● **Document segment**
But those are the perils of living in a conflict zone, and Sori’s life is in many ways emblematic of those dangers.
“Bahut danger hai,” she says when you ask her if it is dangerous to live in a conflict zone, where you’re stuck between the police on the one side and the Naxals on the other. ‘You have to listen to both sides – they’re both armed. In a conflict zone, the power of the police tends to get amplified.’ And that you’re never quite certain which side will fire the next salvo. Soni says for example that when her nephew Lingaram Kodopi was ‘picked up.’ She kept asking the men taking him away whether they were police or Naxals. But no answer was forthcoming.
Soni says that even turning into a “cause célèbre” did not necessarily make her life easier. Threats and intimidation continued. And that what finally did make a difference was the AAP nomination. That it was only the threat of her turning into a member of parliament that finally made local officialdom back off.

● **Record excerpts**
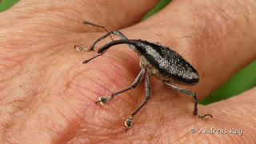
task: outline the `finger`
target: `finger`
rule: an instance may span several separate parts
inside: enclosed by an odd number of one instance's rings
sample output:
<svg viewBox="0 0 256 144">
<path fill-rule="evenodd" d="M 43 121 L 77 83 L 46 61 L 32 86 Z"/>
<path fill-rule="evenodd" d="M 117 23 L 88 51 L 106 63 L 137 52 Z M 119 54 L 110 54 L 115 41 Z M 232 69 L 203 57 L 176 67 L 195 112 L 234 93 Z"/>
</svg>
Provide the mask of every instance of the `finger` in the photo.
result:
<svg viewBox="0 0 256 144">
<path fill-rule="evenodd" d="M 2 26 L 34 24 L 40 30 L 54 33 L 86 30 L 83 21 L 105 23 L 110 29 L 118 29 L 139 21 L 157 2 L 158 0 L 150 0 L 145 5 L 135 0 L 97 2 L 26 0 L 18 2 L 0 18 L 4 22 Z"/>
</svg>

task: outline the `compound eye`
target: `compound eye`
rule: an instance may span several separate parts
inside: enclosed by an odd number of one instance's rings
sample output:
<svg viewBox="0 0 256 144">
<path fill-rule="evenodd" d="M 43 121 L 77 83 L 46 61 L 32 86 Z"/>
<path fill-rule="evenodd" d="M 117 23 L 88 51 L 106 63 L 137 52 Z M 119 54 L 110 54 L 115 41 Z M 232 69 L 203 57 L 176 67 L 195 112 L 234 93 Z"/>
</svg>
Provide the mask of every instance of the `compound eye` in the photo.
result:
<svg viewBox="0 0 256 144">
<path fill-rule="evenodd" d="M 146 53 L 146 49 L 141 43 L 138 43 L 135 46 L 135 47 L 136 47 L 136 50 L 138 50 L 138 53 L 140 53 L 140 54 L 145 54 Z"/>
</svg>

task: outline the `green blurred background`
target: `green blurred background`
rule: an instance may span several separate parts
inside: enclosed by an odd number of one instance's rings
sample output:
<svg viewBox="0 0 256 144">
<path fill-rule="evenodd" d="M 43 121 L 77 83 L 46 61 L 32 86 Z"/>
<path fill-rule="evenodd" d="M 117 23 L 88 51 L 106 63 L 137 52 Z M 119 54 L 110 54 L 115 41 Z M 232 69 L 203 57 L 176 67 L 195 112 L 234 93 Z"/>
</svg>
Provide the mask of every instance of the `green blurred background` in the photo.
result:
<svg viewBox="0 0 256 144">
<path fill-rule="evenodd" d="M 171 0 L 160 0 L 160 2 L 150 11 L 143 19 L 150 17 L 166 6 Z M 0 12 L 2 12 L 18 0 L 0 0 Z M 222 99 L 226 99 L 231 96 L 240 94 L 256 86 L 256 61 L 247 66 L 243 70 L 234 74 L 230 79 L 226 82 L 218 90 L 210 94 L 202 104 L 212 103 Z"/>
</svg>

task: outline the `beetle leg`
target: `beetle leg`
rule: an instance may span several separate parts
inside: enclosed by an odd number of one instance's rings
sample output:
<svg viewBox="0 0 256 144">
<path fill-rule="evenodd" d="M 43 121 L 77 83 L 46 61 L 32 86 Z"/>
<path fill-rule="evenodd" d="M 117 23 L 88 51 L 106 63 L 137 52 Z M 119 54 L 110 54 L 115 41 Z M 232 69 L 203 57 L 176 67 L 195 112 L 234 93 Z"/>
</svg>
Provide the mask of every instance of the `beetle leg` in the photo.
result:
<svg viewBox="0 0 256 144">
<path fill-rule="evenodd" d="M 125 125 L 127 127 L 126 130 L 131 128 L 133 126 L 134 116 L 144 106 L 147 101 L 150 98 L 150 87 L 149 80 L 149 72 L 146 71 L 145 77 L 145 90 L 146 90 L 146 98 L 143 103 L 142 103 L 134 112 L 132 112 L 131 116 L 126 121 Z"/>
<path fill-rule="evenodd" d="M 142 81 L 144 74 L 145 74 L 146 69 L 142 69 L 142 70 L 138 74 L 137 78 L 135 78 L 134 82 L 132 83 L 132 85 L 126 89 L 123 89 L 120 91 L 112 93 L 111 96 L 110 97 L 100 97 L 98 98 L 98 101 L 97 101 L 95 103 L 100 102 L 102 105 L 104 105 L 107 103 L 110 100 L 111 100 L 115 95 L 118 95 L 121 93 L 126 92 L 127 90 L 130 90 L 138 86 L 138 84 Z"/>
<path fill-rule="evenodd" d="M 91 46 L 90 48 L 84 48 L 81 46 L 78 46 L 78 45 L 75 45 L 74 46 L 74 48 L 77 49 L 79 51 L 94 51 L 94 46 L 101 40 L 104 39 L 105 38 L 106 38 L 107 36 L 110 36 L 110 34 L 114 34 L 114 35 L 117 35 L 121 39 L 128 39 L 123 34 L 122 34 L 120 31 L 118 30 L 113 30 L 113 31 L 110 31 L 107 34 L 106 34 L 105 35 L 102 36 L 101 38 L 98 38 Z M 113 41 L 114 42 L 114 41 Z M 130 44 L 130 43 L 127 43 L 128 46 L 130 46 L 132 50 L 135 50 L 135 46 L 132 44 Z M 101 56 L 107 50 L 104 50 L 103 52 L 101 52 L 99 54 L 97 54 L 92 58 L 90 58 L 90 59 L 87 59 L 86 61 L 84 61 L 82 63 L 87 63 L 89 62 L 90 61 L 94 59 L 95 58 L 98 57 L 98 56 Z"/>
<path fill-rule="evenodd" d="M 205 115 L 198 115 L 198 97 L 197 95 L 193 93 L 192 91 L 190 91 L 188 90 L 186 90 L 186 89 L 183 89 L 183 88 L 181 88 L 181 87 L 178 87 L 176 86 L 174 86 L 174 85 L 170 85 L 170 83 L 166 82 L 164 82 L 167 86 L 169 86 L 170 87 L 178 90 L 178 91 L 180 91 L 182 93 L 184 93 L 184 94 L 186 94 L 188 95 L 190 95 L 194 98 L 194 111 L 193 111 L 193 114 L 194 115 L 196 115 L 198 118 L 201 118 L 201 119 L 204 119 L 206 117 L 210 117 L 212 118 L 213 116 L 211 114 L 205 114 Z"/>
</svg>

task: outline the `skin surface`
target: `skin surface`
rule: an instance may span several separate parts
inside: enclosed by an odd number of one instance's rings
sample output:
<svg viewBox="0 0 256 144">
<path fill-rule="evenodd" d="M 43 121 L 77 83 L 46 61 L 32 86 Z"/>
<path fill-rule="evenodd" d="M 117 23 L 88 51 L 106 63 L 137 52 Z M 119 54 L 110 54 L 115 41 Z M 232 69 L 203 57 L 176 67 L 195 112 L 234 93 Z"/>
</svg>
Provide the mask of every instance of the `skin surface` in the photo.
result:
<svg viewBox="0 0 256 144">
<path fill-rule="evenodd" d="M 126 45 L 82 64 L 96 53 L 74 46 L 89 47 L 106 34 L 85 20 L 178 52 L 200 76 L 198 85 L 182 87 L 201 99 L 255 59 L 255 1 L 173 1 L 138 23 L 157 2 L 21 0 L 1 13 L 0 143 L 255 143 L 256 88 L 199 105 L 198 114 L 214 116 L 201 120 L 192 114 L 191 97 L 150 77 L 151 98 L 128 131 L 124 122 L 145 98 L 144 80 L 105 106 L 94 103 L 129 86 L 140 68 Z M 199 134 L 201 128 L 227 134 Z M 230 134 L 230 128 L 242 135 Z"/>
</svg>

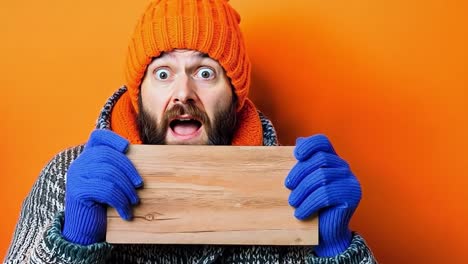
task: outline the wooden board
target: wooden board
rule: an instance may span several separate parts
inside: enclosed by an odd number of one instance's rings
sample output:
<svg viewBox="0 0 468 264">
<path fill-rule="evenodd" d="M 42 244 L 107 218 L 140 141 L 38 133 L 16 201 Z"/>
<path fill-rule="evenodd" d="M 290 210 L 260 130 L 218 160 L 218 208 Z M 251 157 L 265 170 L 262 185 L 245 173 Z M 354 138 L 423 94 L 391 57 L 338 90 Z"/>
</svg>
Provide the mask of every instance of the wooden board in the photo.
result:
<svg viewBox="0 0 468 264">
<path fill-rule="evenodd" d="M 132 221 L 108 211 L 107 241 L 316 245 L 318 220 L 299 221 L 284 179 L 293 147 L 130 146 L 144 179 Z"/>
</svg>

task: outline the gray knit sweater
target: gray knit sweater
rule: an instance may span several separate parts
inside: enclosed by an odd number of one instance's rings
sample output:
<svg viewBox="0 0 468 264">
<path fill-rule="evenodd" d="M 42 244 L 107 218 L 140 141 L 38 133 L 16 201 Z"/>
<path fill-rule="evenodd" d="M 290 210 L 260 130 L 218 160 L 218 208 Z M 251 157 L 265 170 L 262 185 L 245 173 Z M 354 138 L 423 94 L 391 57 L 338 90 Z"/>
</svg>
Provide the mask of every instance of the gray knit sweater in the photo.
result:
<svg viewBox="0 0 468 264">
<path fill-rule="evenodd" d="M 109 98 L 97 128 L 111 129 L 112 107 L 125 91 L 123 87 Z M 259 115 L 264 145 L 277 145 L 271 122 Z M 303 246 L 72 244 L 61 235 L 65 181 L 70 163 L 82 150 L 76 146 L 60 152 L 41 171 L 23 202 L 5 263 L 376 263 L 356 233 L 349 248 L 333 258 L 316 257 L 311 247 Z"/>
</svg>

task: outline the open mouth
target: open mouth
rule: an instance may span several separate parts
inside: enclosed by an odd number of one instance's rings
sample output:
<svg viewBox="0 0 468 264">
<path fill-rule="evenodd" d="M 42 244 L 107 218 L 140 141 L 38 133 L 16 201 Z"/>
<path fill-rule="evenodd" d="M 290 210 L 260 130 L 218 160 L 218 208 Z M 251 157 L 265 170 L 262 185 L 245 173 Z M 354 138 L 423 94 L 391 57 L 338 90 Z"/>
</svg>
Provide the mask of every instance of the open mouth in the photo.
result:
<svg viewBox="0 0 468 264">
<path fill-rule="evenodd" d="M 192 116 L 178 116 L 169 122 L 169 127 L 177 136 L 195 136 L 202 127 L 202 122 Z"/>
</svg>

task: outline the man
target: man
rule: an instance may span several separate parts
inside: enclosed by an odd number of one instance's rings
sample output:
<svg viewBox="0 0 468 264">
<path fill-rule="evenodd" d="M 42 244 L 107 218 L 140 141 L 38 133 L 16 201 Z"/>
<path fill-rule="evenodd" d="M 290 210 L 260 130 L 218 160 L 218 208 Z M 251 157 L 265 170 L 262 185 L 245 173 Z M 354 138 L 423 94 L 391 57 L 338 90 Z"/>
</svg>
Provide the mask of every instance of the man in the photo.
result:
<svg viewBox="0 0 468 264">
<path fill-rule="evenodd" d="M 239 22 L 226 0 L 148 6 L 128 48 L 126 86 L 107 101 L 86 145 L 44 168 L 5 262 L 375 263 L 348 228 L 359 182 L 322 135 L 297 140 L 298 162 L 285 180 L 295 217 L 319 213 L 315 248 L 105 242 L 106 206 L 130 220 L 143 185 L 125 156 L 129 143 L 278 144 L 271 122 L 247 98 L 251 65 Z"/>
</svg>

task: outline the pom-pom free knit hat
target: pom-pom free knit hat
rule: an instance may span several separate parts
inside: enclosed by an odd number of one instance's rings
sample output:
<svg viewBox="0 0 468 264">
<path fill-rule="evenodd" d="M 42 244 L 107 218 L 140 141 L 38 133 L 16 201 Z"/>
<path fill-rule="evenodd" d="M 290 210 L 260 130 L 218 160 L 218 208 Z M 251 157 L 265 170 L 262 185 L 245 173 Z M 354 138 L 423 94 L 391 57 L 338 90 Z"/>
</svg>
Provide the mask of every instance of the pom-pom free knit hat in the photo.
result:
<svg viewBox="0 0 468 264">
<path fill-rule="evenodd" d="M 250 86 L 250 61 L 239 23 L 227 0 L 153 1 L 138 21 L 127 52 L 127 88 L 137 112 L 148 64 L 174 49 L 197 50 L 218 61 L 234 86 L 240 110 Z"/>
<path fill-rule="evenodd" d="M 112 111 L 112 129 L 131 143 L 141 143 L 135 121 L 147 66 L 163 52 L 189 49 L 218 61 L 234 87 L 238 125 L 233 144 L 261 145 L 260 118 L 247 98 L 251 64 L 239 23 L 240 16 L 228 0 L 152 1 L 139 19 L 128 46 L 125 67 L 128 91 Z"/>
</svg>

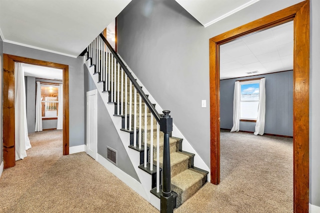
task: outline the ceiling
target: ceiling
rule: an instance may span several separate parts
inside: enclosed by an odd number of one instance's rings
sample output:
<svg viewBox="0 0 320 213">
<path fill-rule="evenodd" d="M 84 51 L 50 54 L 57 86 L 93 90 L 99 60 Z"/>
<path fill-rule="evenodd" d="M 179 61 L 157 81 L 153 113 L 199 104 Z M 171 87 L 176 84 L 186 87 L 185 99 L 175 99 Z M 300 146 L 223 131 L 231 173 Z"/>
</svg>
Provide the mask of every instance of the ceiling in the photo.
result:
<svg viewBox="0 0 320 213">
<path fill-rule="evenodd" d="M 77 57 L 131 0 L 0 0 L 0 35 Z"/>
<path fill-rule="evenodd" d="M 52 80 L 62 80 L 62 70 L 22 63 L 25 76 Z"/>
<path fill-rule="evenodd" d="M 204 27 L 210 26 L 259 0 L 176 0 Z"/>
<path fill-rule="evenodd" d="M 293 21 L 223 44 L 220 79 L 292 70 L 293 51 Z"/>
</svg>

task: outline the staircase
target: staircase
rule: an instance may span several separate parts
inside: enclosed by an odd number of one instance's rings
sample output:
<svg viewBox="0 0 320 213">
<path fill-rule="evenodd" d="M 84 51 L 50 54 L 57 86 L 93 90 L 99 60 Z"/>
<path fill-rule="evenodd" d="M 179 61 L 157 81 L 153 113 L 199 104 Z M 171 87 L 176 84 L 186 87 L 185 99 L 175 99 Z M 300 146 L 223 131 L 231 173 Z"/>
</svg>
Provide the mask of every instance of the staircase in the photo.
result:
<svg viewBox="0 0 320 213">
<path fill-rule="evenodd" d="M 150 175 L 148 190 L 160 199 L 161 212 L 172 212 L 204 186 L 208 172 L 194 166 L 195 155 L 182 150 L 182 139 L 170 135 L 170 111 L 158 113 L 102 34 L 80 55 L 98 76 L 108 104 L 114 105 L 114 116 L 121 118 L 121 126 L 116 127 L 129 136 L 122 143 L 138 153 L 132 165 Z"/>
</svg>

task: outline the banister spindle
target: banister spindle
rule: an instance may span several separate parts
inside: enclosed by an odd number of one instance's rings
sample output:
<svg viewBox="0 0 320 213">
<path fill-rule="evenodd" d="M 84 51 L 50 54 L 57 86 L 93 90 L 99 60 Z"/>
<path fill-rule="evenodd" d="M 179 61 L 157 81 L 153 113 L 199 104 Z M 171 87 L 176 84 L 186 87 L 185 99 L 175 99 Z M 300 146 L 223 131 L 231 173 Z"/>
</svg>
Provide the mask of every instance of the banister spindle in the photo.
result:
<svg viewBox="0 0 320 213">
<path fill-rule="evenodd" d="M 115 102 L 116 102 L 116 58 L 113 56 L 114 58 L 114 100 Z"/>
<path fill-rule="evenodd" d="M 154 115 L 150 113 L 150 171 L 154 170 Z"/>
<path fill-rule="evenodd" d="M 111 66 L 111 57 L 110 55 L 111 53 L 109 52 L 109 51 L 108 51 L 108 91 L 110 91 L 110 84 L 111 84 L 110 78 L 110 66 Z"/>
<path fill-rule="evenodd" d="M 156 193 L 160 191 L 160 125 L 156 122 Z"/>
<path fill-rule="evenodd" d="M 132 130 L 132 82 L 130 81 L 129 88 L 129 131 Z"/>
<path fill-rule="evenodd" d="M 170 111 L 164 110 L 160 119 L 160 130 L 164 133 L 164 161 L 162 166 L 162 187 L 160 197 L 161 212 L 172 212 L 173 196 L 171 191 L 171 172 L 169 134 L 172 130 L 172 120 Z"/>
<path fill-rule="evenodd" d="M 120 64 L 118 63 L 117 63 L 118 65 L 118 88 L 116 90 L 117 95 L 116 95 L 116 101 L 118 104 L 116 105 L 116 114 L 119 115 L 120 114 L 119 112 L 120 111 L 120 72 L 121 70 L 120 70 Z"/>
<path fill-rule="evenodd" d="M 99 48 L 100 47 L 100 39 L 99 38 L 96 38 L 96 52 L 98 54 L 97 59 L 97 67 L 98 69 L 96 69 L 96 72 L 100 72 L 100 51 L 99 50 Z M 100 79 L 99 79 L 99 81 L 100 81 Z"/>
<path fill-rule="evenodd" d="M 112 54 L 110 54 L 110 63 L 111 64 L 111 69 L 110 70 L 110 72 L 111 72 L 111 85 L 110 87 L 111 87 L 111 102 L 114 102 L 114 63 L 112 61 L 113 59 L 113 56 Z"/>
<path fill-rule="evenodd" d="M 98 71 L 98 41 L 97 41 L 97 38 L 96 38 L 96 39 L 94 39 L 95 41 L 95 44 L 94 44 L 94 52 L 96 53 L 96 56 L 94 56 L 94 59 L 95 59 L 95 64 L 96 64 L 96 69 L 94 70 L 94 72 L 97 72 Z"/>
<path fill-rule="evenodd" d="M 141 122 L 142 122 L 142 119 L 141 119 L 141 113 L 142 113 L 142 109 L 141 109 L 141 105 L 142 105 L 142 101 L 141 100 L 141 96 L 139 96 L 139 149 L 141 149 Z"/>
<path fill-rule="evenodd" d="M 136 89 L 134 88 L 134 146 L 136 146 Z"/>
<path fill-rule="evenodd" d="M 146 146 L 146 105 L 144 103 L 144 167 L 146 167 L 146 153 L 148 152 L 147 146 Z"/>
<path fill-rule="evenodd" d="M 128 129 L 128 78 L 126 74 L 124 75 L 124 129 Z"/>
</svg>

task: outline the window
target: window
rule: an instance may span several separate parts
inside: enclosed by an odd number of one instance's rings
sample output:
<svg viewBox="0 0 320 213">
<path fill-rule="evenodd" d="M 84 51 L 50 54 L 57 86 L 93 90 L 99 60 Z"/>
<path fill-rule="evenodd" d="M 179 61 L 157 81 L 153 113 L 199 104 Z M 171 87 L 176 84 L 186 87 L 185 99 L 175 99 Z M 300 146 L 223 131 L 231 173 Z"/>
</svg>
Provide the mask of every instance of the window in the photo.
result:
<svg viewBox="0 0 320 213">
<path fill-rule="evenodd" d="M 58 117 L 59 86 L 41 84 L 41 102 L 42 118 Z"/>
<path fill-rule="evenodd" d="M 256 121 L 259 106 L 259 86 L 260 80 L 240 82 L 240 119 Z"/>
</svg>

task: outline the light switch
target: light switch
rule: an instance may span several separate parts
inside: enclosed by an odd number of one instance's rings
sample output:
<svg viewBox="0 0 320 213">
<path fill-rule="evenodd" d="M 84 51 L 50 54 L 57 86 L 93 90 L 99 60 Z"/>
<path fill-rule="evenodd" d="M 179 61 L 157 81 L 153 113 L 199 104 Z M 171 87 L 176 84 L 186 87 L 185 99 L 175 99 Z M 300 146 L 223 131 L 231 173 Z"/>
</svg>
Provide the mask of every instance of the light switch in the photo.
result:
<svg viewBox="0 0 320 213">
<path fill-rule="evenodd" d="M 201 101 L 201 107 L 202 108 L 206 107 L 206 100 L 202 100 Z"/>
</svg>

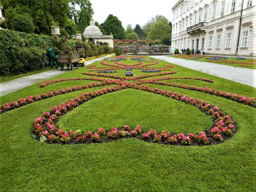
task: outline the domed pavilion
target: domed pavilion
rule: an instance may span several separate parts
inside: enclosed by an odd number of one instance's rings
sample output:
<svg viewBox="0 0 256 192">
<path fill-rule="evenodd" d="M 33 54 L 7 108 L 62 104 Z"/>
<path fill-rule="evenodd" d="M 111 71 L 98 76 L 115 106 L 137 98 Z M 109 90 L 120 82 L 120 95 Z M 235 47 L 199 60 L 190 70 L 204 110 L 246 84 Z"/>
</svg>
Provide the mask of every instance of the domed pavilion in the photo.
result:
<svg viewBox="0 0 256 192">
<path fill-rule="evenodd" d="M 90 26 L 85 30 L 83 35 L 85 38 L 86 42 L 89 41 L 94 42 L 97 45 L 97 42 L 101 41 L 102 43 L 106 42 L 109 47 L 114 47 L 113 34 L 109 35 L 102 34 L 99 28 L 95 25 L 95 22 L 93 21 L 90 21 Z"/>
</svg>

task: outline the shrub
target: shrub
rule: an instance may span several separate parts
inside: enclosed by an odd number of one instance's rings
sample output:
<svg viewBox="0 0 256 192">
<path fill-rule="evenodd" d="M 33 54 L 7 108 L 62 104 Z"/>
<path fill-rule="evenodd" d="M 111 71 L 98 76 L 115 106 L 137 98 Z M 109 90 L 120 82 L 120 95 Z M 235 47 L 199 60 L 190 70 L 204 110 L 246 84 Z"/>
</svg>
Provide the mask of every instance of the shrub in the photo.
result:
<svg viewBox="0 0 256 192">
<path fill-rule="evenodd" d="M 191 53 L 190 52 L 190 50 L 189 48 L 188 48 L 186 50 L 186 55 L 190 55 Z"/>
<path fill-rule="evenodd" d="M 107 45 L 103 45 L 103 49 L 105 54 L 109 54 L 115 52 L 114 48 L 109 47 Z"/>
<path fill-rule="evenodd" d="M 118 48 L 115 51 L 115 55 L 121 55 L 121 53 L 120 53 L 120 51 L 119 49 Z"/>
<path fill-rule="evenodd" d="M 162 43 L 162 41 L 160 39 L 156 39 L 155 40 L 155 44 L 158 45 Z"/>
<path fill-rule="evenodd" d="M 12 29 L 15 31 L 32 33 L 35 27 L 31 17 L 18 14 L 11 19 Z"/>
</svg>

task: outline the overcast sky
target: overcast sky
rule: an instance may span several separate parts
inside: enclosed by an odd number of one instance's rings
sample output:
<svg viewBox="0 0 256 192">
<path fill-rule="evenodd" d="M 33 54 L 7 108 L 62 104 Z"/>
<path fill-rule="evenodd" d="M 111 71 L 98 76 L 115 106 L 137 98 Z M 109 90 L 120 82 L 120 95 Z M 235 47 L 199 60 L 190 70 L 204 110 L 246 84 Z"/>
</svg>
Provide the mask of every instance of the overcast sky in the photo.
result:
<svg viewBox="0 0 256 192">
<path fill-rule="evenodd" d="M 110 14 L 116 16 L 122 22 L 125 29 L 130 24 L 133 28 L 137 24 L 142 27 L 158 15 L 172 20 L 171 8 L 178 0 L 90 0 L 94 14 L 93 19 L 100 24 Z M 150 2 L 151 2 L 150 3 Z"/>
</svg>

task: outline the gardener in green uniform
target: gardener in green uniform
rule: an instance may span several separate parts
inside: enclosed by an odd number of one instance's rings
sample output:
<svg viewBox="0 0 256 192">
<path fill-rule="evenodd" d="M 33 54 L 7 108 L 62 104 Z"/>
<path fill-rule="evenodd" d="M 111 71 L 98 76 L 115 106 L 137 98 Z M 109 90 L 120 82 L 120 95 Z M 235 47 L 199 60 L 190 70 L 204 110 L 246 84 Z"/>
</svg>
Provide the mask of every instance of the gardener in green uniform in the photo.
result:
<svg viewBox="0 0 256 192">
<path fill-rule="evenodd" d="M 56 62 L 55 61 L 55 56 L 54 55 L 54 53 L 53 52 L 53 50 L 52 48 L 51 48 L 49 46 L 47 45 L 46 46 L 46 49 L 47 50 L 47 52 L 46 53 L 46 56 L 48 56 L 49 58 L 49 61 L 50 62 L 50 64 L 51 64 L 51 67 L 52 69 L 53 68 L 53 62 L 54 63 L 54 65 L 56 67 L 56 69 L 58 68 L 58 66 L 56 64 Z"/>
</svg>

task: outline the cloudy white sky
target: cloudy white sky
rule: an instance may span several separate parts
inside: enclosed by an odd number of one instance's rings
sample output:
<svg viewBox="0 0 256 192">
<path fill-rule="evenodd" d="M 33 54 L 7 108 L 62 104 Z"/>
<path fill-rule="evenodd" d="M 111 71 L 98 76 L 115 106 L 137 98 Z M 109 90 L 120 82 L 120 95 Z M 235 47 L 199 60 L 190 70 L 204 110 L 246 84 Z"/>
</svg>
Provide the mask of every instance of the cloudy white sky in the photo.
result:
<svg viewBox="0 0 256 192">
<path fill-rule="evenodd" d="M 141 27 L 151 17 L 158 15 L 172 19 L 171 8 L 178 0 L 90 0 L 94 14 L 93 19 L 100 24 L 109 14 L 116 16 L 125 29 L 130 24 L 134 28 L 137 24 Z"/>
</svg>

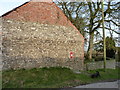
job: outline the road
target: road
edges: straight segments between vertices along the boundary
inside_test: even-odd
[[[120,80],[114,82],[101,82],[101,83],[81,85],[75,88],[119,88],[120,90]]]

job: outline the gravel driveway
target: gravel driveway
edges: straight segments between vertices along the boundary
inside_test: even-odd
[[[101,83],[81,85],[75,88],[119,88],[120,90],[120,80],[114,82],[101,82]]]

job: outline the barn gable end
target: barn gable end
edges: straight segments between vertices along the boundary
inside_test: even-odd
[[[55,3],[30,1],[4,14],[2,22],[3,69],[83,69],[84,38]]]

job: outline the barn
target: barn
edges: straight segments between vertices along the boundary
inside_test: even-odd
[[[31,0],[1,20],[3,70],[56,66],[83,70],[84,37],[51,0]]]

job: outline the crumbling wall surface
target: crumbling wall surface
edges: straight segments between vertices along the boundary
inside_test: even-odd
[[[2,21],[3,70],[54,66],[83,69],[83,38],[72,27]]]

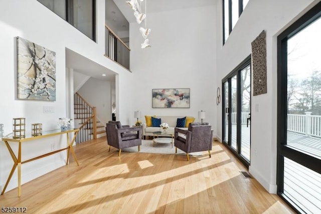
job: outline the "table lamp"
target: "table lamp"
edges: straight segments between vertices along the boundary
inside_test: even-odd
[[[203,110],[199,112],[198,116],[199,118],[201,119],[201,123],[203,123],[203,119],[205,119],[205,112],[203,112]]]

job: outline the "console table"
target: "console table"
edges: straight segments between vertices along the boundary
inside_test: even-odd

● **Work task**
From the passage above on living in a conflict zone, return word for word the part that opens with the words containing "But those are" and closes with "answer was forthcoming.".

● **Answer box**
But those are the perils of living in a conflict zone, and Sori’s life is in many ways emblematic of those dangers.
“Bahut danger hai,” she says when you ask her if it is dangerous to live in a conflict zone, where you’re stuck between the police on the one side and the Naxals on the other. ‘You have to listen to both sides – they’re both armed. In a conflict zone, the power of the police tends to get amplified.’ And that you’re never quite certain which side will fire the next salvo. Soni says for example that when her nephew Lingaram Kodopi was ‘picked up.’ She kept asking the men taking him away whether they were police or Naxals. But no answer was forthcoming.